ОТРЫВОК:
-------
Я был единодушно принят в содружество «Горожане». Но тут сказалась характерная черта моей биографии — умение поспевать лишь к шапочному разбору. Стоит мне приобрести что-нибудь в кредит, и эту штуку тотчас же уценивают. А я потом два года расплачиваюсь.
С лагерной темой опоздал года на два. В общем, пригласив меня, содружество немедленно распалось. Отделился Ефимов. Он покончил с литературными упражнениями и написал традиционный роман «Зрелища». Без него группа теряла солидность. Ведь он был единственным членом Союза писателей… Короче, многие даже не знают, что я был пятым «горожанином».
Людмила Штерн:
Борис Вахтин пригласил Довлатова присоединиться к «Горожанам», кажется, в 1968 или 1969 году. В интервью с Ефимовым Митаев спросил, почему Вахтин выбрал Сергея Довлатова в качестве еще одного «горожанина». Ефимов ответил: «Он как-то виделся в нашем кругу. Тоже пишет про город, тоже невероятно открыт иронии, всему смешному, тоже вглухую не печатается. Абсолютно тот же изгойский статус. Все сводило нас вместе». Для Довлатова это приглашение было очень важным — как знак признания со стороны «состоявшихся» писателей.
Но третий «Горожанин» не был, увы, даже собран. Авторы сборника продолжали встречаться после этого, обмениваться рукописями, но совместное выступление в печати им казалось в то время уже безнадежным. «Горожане» так и не вышли.
В те годы Довлатов был так неуверен в себе (когда дело касалось общения с уже сложившимися литераторами), что требовал, чтобы я ходила с ним на все собрания «Горожан». Я до сих пор помню, как у него дрожала рука со свернутыми в рулон рукописями.
(Штерн Л. Довлатов — добрый мой приятель. СПб., 2005. С. 64–65)
Мои сочинения передавались из рук в руки. Так я познакомился с Битовым, Майей Данини, Ридом Грачевым, Воскобойниковым, Леоновым, Арро… Все эти люди отнеслись ко мне доброжелательно. Из литераторов старшего поколения рассказами заинтересовались Меттер, Гор, Бакинский. Классик нашей литературы Гранин тоже их прочел. Затем пригласил меня на дачу. Мы беседовали возле кухонной плиты.
— Неплохо, — повторял Даниил Александрович, листая мою рукопись, — неплохо…
За стеной раздавались шаги.
Гранин задумался, потом сказал:
— Только все это не для печати.
Я говорю:
— Может быть. Я не знаю, где советские писатели черпают темы. Все кругом не для печати…
Людмила Штерн:
В те годы Довлатов давал мне читать каждую написанную им строчку. Поначалу мое восхищение его прозой было безграничным, и я, захлебываясь, хвалила его при встрече или по телефону. Очевидно, мои постоянные восторги действовали как эликсир или бальзам для неуверенного в себе Довлатова. Со временем я несколько отрезвела и начала замечать и литературное кокетство, и заметное подражание «папе Хэму». Стала позволять себе критические замечания. Иногда, с разрешения автора, я делала эти замечания в письменном виде, на полях рукописи. Видит Бог, я старалась быть деликатной, но по молодости лет или по неопытности, видимо, все же недооценивала Сережину ранимость. Он чувствовал себя несправедливо обиженным и переходил в атаку. Тогда возникали ссоры, и я становилась мишенью разнообразных шпилек. Иногда довольно колючих.
-------
ИСХОДНЫЕ ДАННЫЕ:
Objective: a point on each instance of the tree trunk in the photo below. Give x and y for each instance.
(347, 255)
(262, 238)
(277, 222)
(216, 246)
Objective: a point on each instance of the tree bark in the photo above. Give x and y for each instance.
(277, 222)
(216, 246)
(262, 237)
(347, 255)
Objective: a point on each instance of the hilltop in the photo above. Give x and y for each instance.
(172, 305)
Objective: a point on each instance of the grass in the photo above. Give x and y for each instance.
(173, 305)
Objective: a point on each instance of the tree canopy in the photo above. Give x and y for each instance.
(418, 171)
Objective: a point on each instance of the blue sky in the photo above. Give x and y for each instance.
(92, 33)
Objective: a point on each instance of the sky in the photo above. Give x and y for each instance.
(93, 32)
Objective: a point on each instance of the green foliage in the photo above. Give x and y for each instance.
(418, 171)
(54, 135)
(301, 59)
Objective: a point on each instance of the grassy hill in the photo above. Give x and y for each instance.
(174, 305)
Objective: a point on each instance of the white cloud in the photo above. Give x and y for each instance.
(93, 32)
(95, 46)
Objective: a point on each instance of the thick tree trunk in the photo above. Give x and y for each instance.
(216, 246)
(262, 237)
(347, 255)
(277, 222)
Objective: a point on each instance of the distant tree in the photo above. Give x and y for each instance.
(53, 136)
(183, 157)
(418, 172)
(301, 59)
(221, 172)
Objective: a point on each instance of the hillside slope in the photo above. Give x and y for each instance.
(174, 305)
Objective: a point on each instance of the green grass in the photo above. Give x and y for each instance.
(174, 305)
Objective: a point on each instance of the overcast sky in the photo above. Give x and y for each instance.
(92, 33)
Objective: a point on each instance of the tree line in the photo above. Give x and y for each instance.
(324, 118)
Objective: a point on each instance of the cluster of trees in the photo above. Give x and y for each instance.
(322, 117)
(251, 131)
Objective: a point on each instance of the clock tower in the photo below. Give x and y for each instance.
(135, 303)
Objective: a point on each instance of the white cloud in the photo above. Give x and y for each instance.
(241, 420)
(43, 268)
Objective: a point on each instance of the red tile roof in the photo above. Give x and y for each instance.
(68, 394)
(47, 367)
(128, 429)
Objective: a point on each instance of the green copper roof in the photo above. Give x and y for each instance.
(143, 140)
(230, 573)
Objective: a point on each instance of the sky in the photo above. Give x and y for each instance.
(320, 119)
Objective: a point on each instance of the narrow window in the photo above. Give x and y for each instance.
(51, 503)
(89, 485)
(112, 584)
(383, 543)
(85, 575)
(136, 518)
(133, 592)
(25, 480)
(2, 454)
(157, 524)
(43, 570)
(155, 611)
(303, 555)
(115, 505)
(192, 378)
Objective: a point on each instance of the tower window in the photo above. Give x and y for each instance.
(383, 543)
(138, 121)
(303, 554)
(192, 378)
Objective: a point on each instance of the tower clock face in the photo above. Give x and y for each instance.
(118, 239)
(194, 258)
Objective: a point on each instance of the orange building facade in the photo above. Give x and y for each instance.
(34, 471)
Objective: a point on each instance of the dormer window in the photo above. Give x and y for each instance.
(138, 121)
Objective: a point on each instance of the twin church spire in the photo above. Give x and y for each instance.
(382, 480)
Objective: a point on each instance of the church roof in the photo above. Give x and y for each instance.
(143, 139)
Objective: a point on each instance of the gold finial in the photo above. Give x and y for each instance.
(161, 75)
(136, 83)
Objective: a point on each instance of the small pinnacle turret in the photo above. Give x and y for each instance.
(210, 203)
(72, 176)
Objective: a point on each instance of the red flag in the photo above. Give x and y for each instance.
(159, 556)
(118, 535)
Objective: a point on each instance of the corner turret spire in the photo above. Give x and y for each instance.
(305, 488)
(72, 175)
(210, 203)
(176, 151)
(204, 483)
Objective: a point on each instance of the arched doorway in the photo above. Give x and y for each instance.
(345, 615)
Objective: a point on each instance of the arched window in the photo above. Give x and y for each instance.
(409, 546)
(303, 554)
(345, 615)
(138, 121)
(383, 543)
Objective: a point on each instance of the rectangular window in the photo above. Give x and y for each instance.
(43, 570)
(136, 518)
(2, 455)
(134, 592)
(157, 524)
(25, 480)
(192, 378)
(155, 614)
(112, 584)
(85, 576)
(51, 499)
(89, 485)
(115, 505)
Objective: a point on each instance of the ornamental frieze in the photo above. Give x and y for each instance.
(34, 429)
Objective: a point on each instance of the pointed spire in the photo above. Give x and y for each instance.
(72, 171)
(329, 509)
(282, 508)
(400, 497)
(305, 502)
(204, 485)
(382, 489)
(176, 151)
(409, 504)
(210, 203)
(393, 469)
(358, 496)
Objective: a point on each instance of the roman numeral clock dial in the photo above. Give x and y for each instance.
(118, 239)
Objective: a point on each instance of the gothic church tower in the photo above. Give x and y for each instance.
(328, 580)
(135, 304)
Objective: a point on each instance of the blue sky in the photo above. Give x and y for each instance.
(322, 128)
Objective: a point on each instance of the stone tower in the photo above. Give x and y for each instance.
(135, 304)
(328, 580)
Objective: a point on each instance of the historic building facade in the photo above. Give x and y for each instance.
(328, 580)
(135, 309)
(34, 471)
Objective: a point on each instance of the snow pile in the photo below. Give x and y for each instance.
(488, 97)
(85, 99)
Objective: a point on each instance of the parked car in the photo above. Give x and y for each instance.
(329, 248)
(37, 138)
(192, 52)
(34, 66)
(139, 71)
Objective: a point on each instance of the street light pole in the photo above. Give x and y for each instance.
-------
УСЛОВИЕ ЗАДАНИЯ:
Выведите без изменений часть отрывка о Довлатове, начиная со слов «(Штерн Л. Довлатов» и заканчивая словами «возле кухонной плиты.».

ПОЛНЫЙ ОТВЕТ:
(Штерн Л. Довлатов — добрый мой приятель. СПб., 2005. С. 64–65)
Мои сочинения передавались из рук в руки. Так я познакомился с Битовым, Майей Данини, Ридом Грачевым, Воскобойниковым, Леоновым, Арро… Все эти люди отнеслись ко мне доброжелательно. Из литераторов старшего поколения рассказами заинтересовались Меттер, Гор, Бакинский. Классик нашей литературы Гранин тоже их прочел. Затем пригласил меня на дачу. Мы беседовали возле кухонной плиты.